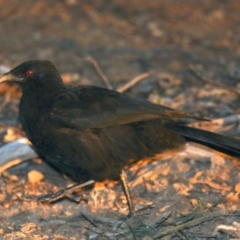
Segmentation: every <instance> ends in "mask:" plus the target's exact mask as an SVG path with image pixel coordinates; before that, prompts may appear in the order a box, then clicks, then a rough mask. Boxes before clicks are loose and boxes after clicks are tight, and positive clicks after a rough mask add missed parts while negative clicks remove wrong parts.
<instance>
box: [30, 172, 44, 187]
mask: <svg viewBox="0 0 240 240" xmlns="http://www.w3.org/2000/svg"><path fill="white" fill-rule="evenodd" d="M43 178H44V175H43V174H42V173H41V172H38V171H36V170H32V171H30V172H29V173H28V181H29V182H30V183H32V184H35V183H38V182H40V181H41V180H42V179H43Z"/></svg>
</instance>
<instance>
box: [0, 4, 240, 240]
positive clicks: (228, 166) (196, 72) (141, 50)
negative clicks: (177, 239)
mask: <svg viewBox="0 0 240 240" xmlns="http://www.w3.org/2000/svg"><path fill="white" fill-rule="evenodd" d="M239 13H240V1H234V0H203V1H192V0H184V1H183V0H169V1H162V0H148V1H139V0H131V1H126V0H112V1H110V0H98V1H94V0H82V1H77V0H65V1H64V0H61V1H58V0H48V1H46V0H43V1H33V0H22V1H15V0H8V1H6V0H1V1H0V49H1V50H0V73H1V74H2V73H4V72H5V71H6V70H7V69H8V68H11V67H14V66H16V65H17V64H19V63H21V62H23V61H26V60H29V59H48V60H50V61H52V62H53V63H54V64H55V65H56V67H57V68H58V69H59V71H60V73H61V74H62V76H63V79H64V81H65V83H75V84H91V85H98V86H103V87H105V83H104V82H103V79H102V77H101V75H100V74H99V73H98V71H97V68H96V66H94V64H93V60H94V61H96V62H97V63H98V64H99V68H100V69H101V70H102V72H103V73H104V74H105V75H106V76H107V78H108V79H109V81H110V83H111V84H112V87H113V88H114V89H118V88H120V87H121V86H123V85H124V84H126V83H128V82H129V81H130V80H131V79H133V78H135V77H137V76H139V75H141V74H144V73H149V76H148V77H147V78H145V79H144V80H142V81H141V83H139V84H136V85H135V86H133V87H132V88H131V89H129V90H128V91H126V94H128V95H130V96H134V97H138V98H142V99H148V100H150V101H152V102H155V103H160V104H163V105H167V106H170V107H173V108H177V109H181V110H184V111H188V112H190V113H193V114H196V115H199V116H203V117H207V118H211V119H214V121H213V122H212V123H208V124H204V125H198V127H201V128H206V129H208V130H211V131H216V132H221V133H222V134H226V135H229V136H232V137H236V138H238V137H240V128H239V115H238V114H240V107H239V105H240V104H239V102H240V101H239V96H240V84H239V81H240V31H239V26H240V14H239ZM191 69H194V71H192V70H191ZM197 73H200V74H201V77H199V75H198V74H197ZM0 94H1V95H0V106H1V108H0V109H1V111H0V120H1V122H0V136H1V144H2V145H3V144H5V143H6V142H7V141H8V142H9V141H13V140H15V139H16V138H19V137H22V136H24V133H23V132H22V131H21V128H20V126H19V122H18V102H19V98H20V96H21V92H20V91H19V89H17V87H16V86H13V85H12V86H9V85H5V84H2V85H1V86H0ZM218 119H225V122H227V123H226V124H225V125H223V124H219V120H218ZM229 119H230V121H229ZM232 119H234V120H232ZM6 135H7V136H8V137H6ZM93 144H94V143H93ZM158 159H159V161H150V160H145V161H142V162H141V163H139V164H136V165H134V166H133V167H132V168H131V169H129V170H128V172H127V174H128V177H129V181H130V189H131V192H132V194H133V199H134V203H135V204H136V208H138V209H141V208H143V207H144V206H149V207H147V208H145V209H144V210H143V211H139V217H137V218H136V219H134V220H127V221H126V220H124V221H123V222H122V224H120V223H119V222H120V219H123V218H124V217H125V216H126V214H127V208H126V201H125V198H124V194H123V192H122V189H121V186H119V185H116V184H115V183H112V182H105V183H101V184H96V185H95V187H94V189H92V190H89V191H87V192H86V197H87V199H88V202H86V201H81V202H80V203H76V202H74V201H72V200H69V199H63V200H61V201H58V202H56V203H54V204H44V203H40V202H38V201H37V199H38V197H39V196H43V195H45V194H50V193H53V192H56V191H57V190H60V189H63V188H64V187H66V186H68V185H71V184H73V183H72V182H71V181H70V180H69V179H67V178H66V177H64V176H63V175H62V174H61V173H58V172H57V171H56V170H55V169H53V168H51V167H50V166H48V165H47V164H46V163H44V161H42V160H41V159H33V160H30V161H27V162H25V163H23V164H21V165H19V166H16V167H13V168H11V169H8V170H7V171H5V172H3V173H2V175H1V177H0V239H61V240H62V239H72V240H75V239H76V240H79V239H240V208H239V207H240V206H239V194H240V181H239V179H240V163H239V162H238V160H237V159H233V158H230V157H228V156H225V155H222V154H219V153H217V152H213V151H211V150H209V149H206V148H202V147H200V146H196V145H191V144H189V145H188V146H187V148H186V150H185V151H181V152H179V153H176V154H172V155H169V154H163V155H162V156H159V158H158ZM33 170H36V171H38V172H40V173H42V175H43V177H44V178H43V179H42V180H41V181H40V182H37V183H33V181H31V178H30V177H29V173H30V172H31V171H33ZM117 225H119V226H118V227H117Z"/></svg>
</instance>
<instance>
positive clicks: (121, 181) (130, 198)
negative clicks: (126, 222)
mask: <svg viewBox="0 0 240 240" xmlns="http://www.w3.org/2000/svg"><path fill="white" fill-rule="evenodd" d="M120 177H121V182H122V186H123V190H124V192H125V195H126V198H127V203H128V207H129V213H128V217H132V216H133V215H134V214H135V208H134V205H133V202H132V196H131V193H130V190H129V187H128V181H127V175H126V173H125V171H124V170H122V172H121V174H120Z"/></svg>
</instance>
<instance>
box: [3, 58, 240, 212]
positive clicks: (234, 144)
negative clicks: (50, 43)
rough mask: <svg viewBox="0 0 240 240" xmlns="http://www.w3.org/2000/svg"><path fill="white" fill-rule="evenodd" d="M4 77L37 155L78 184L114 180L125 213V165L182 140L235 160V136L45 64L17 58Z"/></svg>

——

■ DESCRIPTION OF THE TASK: Copy the listing word for word, excluding its pictures.

■ RESPONSE BOX:
Segmentation: every <instance> ends in "mask:" plus the target's exact mask as an SVG path with image pixel coordinates; before that, prompts may appear in the order a box, then clicks, then a rough mask. Boxes before clicks are loose and boxes after clicks are tight, and positive clicks after a rough mask add missed parts while negative clicks remove wrong parts.
<instance>
box: [30, 172, 44, 187]
mask: <svg viewBox="0 0 240 240" xmlns="http://www.w3.org/2000/svg"><path fill="white" fill-rule="evenodd" d="M43 178H44V175H43V174H42V173H41V172H38V171H36V170H32V171H30V172H29V173H28V181H29V182H30V183H32V184H35V183H38V182H40V181H41V180H42V179H43Z"/></svg>
</instance>
<instance>
box: [0, 4, 240, 240]
positive clicks: (228, 166) (196, 72) (141, 50)
negative clicks: (177, 239)
mask: <svg viewBox="0 0 240 240" xmlns="http://www.w3.org/2000/svg"><path fill="white" fill-rule="evenodd" d="M239 13H240V1H234V0H203V1H192V0H184V1H183V0H169V1H162V0H148V1H139V0H131V1H126V0H112V1H110V0H98V1H94V0H82V1H77V0H65V1H64V0H61V1H58V0H48V1H46V0H43V1H33V0H22V1H15V0H8V1H6V0H1V1H0V49H1V50H0V73H1V74H2V73H4V72H5V71H6V70H7V69H8V68H11V67H14V66H16V65H17V64H19V63H21V62H23V61H26V60H29V59H48V60H50V61H52V62H53V63H54V64H55V65H56V67H57V68H58V69H59V71H60V73H61V74H62V76H63V79H64V81H65V83H75V84H91V85H98V86H103V87H105V83H104V82H103V79H102V77H101V75H100V74H99V73H98V71H97V68H96V66H94V64H93V60H94V61H96V62H97V63H98V64H99V68H100V69H101V70H102V72H103V73H104V74H105V75H106V76H107V78H108V79H109V81H110V83H111V84H112V87H113V88H114V89H118V88H120V87H121V86H123V85H124V84H126V83H128V82H129V81H130V80H131V79H133V78H135V77H137V76H139V75H141V74H144V73H149V76H148V77H147V78H145V79H144V80H142V81H141V83H139V84H136V85H135V86H133V87H132V88H131V89H129V90H128V91H126V94H128V95H130V96H134V97H138V98H142V99H148V100H150V101H152V102H155V103H160V104H163V105H167V106H170V107H173V108H177V109H181V110H184V111H188V112H190V113H193V114H196V115H199V116H203V117H207V118H211V119H214V121H213V122H212V123H208V124H204V125H198V127H201V128H206V129H208V130H211V131H216V132H221V133H222V134H226V135H229V136H232V137H236V138H238V137H240V128H239V115H238V114H240V107H239V105H240V104H239V102H240V101H239V96H240V84H239V81H240V31H239V26H240V14H239ZM191 69H194V71H192V70H191ZM197 73H200V74H201V77H199V75H198V74H197ZM0 94H1V95H0V106H1V108H0V109H1V111H0V120H1V122H0V136H1V144H2V145H3V144H5V143H6V142H7V141H8V142H9V141H13V140H15V139H16V138H19V137H22V136H24V133H23V132H22V131H21V128H20V126H19V122H18V102H19V98H20V96H21V92H20V91H19V89H17V87H16V86H13V85H12V86H9V85H5V84H2V85H1V86H0ZM218 119H225V122H227V123H226V124H225V125H223V124H219V120H218ZM229 119H230V121H229ZM232 119H234V120H232ZM6 135H7V136H8V137H6ZM93 144H94V143H93ZM158 159H159V161H150V160H145V161H142V162H141V163H139V164H136V165H134V166H133V167H132V168H131V169H129V170H128V172H127V174H128V177H129V181H130V189H131V192H132V194H133V199H134V203H135V204H136V208H138V209H141V208H143V207H144V206H149V207H147V208H145V209H144V210H143V211H139V217H137V218H136V219H134V220H127V221H126V220H124V221H123V222H122V224H120V223H119V222H120V219H123V218H124V217H125V216H126V214H127V208H126V201H125V198H124V194H123V192H122V189H121V186H119V185H116V184H115V183H112V182H105V183H101V184H96V185H95V187H94V189H92V190H89V191H87V192H86V197H87V199H88V202H86V201H81V202H80V203H76V202H74V201H72V200H69V199H63V200H61V201H58V202H56V203H54V204H44V203H40V202H38V201H37V199H38V197H39V196H43V195H45V194H50V193H53V192H56V191H57V190H60V189H63V188H64V187H66V186H68V185H71V184H73V183H72V182H71V181H70V180H69V179H67V178H66V177H64V176H63V175H62V174H61V173H58V172H57V171H56V170H55V169H53V168H51V167H50V166H48V165H47V164H46V163H44V161H42V160H41V159H33V160H30V161H27V162H25V163H23V164H21V165H19V166H16V167H13V168H11V169H8V170H7V171H5V172H3V173H2V175H1V177H0V239H61V240H62V239H72V240H75V239H76V240H79V239H240V208H239V207H240V206H239V194H240V181H239V179H240V163H239V162H238V160H237V159H233V158H230V157H228V156H225V155H222V154H219V153H217V152H213V151H211V150H209V149H206V148H202V147H200V146H196V145H191V144H189V145H188V146H187V148H186V150H185V151H181V152H179V153H176V154H172V155H169V154H163V155H162V156H159V158H158ZM33 170H36V171H38V172H40V173H42V175H43V177H44V178H43V179H42V180H41V181H40V182H37V183H33V181H31V178H30V177H29V173H30V172H31V171H33ZM117 225H119V226H118V227H117Z"/></svg>
</instance>
<instance>
positive clicks: (121, 181) (130, 198)
negative clicks: (126, 222)
mask: <svg viewBox="0 0 240 240" xmlns="http://www.w3.org/2000/svg"><path fill="white" fill-rule="evenodd" d="M120 177H121V182H122V186H123V190H124V192H125V195H126V198H127V203H128V207H129V213H128V217H132V216H133V215H134V214H135V208H134V205H133V202H132V196H131V193H130V190H129V187H128V181H127V175H126V173H125V171H124V170H122V172H121V174H120Z"/></svg>
</instance>
<instance>
box: [3, 58, 240, 212]
positive clicks: (234, 144)
negative clicks: (50, 43)
rough mask: <svg viewBox="0 0 240 240" xmlns="http://www.w3.org/2000/svg"><path fill="white" fill-rule="evenodd" d="M4 77L37 155L78 184L114 180L125 213V165L182 140L235 160V136L45 64L17 58Z"/></svg>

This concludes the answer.